_STATED GOAL_
Copy the data below line for line, with no changes.

☆ ☆ ☆ ☆ ☆

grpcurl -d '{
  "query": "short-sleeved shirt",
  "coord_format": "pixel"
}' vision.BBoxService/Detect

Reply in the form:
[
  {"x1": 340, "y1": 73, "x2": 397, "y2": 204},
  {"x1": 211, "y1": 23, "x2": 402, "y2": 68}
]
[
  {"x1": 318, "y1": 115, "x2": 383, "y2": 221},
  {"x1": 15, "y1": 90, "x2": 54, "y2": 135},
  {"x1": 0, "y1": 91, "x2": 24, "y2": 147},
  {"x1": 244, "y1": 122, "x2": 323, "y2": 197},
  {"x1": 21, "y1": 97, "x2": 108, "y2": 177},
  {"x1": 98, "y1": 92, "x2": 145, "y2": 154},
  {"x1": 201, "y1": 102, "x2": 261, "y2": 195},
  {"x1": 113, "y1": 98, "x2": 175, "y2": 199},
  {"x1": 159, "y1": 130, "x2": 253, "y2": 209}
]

☆ ☆ ☆ ☆ ☆

_WRITTEN RESPONSE_
grpcurl -d '{
  "query": "short-sleeved shirt",
  "coord_format": "pixel"
}' vision.BBoxService/Detect

Reply in the form:
[
  {"x1": 340, "y1": 73, "x2": 397, "y2": 204},
  {"x1": 211, "y1": 23, "x2": 402, "y2": 68}
]
[
  {"x1": 318, "y1": 115, "x2": 383, "y2": 221},
  {"x1": 15, "y1": 90, "x2": 54, "y2": 135},
  {"x1": 0, "y1": 91, "x2": 24, "y2": 147},
  {"x1": 244, "y1": 122, "x2": 323, "y2": 197},
  {"x1": 21, "y1": 97, "x2": 108, "y2": 177},
  {"x1": 98, "y1": 92, "x2": 145, "y2": 154},
  {"x1": 201, "y1": 102, "x2": 261, "y2": 195},
  {"x1": 113, "y1": 98, "x2": 175, "y2": 199},
  {"x1": 159, "y1": 130, "x2": 253, "y2": 209}
]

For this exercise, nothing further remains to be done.